**Text block**.
***

Back in 1984, some of the members of Market Lavington and Easterton’s Darby and Joan Club wrote essays which were entered in a writing competition. Some of these have been printed in a booklet and we have a couple of copies of this in the museum.

The content of two of these essays is of local relevance. Both of these are entitled My Bit of Wiltshire. We will start by looking at part of what Vera Shergold wrote. She began with a childhood memory of visiting the area in the north of Market Lavington and Easterton, which later became her home.
It seemed that there was no rail service on a Good Friday, so it was safe to walk along the railway line from Lavington Station. (The railway line still runs through our parish, but Lavington Station has closed and the nearest station now is in Westbury.)
We are not sure but, maybe, the idyllic woodland described by Vera was in the vicinity of West Park Farm or Fiddington Farm. (Perhaps a local reader with a long memory could pinpoint Farm Woods for us.)

Elm trees would have been common in this area when Vera was young. Sadly most succumbed to Dutch Elm Disease in the 1970s and 80s. Now we are also concerned for some of the other large native trees she mentioned, due to Ash Dieback and Sudden Oak Death.
We will look at some more of Vera Shergold’s writing next time.
September 16, 2021 at 7:42 am |
Love this! Vera Shergold was a distant cousin on my Mums side. We used to visit the farm in Easterton as children.
September 16, 2021 at 9:25 am |
Thank you, Clive. More to follow in next two blogs.
September 16, 2021 at 9:46 am
Thanks that’s great. I’ll look forward to reading them. I believe Fiddington Farm was renovated a fair few years ago now.
September 16, 2021 at 10:03 pm |
I do have another thought here could ‘Farm Woods’ be a corruption or local name for ‘Parham Woods’ which both bordered the farm and the railway
September 17, 2021 at 10:06 pm |
Looking at an old OS map of around 1900 which shows the railway (which my grandmother Mary Baker remembers being built) there are no woods on the London side of the station shown until Parham woods. We also used to call these woods Farm woods, never Parham wood, so I think Parham woods are the location. I am struggling to remember a pond there but something nags at my mind to indicate there might have been a scrape of a pond there when I visited in the 60s.
September 18, 2021 at 7:01 am |
Great. Thanks for your local knowledge, James. We hadn’t heard of the local name for Parham Woods.

***

**Entries supplied**.
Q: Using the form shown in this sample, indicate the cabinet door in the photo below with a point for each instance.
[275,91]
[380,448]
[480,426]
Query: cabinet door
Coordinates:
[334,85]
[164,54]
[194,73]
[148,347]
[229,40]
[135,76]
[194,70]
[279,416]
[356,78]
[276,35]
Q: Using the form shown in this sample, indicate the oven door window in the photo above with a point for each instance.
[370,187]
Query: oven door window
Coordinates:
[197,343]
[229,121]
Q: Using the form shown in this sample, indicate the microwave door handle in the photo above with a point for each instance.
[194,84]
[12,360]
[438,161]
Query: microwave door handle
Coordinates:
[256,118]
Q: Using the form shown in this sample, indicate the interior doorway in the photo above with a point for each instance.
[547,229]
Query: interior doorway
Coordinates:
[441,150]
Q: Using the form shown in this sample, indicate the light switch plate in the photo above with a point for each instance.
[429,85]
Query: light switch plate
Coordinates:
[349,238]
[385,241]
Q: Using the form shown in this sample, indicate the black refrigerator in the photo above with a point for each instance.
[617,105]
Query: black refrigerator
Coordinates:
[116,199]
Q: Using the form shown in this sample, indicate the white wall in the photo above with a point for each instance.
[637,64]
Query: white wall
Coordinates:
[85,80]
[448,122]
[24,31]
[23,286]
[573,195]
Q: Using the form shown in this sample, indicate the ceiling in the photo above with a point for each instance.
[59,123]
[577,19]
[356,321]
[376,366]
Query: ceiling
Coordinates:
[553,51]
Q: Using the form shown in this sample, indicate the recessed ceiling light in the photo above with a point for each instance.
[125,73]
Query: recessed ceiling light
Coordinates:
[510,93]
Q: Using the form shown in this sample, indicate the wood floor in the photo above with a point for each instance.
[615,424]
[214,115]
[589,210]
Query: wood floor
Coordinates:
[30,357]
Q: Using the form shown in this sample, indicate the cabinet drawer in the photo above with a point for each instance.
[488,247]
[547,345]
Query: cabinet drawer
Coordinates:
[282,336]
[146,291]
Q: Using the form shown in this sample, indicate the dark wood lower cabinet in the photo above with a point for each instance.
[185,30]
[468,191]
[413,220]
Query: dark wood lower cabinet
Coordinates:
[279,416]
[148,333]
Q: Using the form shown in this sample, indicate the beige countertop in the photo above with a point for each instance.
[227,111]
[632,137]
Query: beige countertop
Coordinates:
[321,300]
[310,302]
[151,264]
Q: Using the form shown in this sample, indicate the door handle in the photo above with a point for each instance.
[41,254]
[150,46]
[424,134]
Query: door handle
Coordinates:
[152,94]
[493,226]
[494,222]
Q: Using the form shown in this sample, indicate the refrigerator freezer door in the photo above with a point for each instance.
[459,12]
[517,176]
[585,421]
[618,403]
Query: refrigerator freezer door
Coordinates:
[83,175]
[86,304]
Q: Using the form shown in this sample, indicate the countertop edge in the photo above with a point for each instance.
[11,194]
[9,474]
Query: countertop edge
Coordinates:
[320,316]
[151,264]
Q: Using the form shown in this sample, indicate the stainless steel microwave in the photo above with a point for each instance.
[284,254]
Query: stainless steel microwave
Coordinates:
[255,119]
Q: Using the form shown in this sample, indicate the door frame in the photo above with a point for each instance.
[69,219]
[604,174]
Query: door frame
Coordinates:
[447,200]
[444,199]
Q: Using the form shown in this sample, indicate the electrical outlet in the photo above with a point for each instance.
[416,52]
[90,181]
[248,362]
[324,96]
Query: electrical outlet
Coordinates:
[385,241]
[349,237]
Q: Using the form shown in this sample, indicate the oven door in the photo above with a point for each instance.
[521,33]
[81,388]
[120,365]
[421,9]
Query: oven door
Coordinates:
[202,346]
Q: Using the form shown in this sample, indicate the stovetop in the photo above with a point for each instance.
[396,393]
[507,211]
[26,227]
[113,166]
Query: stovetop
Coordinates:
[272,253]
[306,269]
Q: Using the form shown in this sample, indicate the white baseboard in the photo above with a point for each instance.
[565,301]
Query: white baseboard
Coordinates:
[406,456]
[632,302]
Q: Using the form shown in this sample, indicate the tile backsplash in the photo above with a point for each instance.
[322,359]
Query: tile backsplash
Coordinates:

***

**Your tasks**.
1. According to the museum post, in what year did members of the Darby and Joan Club write their competition essays?
2. Reproduce the museum post from "The content of" up to and including "Woods for us.)", renaming "Good Friday" as "Easter Monday".
The listing is separate material with no connection to the museum post.

**Task-by-task answers**.
1. 1984

2.
The content of two of these essays is of local relevance. Both of these are entitled My Bit of Wiltshire. We will start by looking at part of what Vera Shergold wrote. She began with a childhood memory of visiting the area in the north of Market Lavington and Easterton, which later became her home.
It seemed that there was no rail service on a Easter Monday, so it was safe to walk along the railway line from Lavington Station. (The railway line still runs through our parish, but Lavington Station has closed and the nearest station now is in Westbury.)
We are not sure but, maybe, the idyllic woodland described by Vera was in the vicinity of West Park Farm or Fiddington Farm. (Perhaps a local reader with a long memory could pinpoint Farm Woods for us.)